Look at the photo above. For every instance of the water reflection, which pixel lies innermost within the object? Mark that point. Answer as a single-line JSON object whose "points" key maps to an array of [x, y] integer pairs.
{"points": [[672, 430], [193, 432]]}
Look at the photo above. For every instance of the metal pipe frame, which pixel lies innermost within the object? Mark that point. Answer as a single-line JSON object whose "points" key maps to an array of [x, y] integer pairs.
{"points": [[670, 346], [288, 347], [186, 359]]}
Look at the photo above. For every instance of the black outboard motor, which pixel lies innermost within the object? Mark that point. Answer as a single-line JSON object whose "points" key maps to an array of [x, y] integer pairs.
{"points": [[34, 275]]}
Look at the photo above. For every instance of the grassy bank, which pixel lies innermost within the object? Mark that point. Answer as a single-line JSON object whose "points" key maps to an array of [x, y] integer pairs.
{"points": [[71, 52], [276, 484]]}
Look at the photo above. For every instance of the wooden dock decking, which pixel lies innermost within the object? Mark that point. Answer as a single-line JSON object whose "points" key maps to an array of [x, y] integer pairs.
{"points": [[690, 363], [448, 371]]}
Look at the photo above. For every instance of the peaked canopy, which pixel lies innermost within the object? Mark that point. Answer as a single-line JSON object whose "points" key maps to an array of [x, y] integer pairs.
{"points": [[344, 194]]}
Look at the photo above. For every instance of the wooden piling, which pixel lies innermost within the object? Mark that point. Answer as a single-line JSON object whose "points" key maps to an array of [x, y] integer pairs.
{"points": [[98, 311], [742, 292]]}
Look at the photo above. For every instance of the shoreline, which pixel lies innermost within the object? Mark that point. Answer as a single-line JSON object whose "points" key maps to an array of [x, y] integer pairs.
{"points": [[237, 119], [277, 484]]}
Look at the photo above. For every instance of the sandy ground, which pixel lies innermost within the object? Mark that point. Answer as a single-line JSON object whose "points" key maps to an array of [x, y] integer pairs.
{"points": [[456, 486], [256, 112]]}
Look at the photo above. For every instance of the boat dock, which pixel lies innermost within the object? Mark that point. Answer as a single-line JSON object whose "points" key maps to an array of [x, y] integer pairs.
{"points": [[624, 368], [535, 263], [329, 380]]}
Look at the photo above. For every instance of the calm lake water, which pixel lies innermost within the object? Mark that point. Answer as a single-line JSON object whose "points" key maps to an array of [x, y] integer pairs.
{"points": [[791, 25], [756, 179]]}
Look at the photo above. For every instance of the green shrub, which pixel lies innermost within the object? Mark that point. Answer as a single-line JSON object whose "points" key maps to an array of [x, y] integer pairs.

┄┄┄┄┄┄┄┄┄┄

**About this exercise:**
Print the lines of the material, exactly and only, from the line that contains "wooden piling, which" down to and including the final line.

**Solution to this problem:**
Look at the photo above. For every instance of the wooden piling, which pixel lies innermost within the object? Mark that point. Answer as a single-line JSON object whose "points" key maps to an array of [x, y] integer pairs.
{"points": [[98, 311], [742, 292]]}
Look at the photo above. For every instance of the shoreline, which pixel lies innermost within the object? Mark that point. Answer as a single-line JSON object whose "points" key maps to an array of [x, y] integer pairs.
{"points": [[237, 119], [277, 484]]}
Look at the photo above. For every instance of the sandy ground, which pixel lies innermost within the object? Mark that point. Answer as a single-line JSON object whose "points" key maps to an array of [x, y] integer pairs.
{"points": [[456, 486], [256, 112]]}
Look at the photo above. For every instance of the boat dock, which pixel lies innermost within the object? Mark that point. Answer as a single-line JSON object whose "points" key maps to an array of [x, y] integer pairs.
{"points": [[624, 368], [535, 263], [329, 380]]}
Look at the photo above. For every instance of the calm lake water, which pixel lies innermost within the object? Mark that point. Answer as a single-line JSON object whose "points" key maps to an array of [x, y] integer pairs.
{"points": [[791, 25], [756, 179]]}
Look at the photo above. For every instance of the green shrub, which pixel lies innermost within the object? Mark that point. Answer as a single-line JSON object whose "points" key maps to an array of [x, y] integer pairs.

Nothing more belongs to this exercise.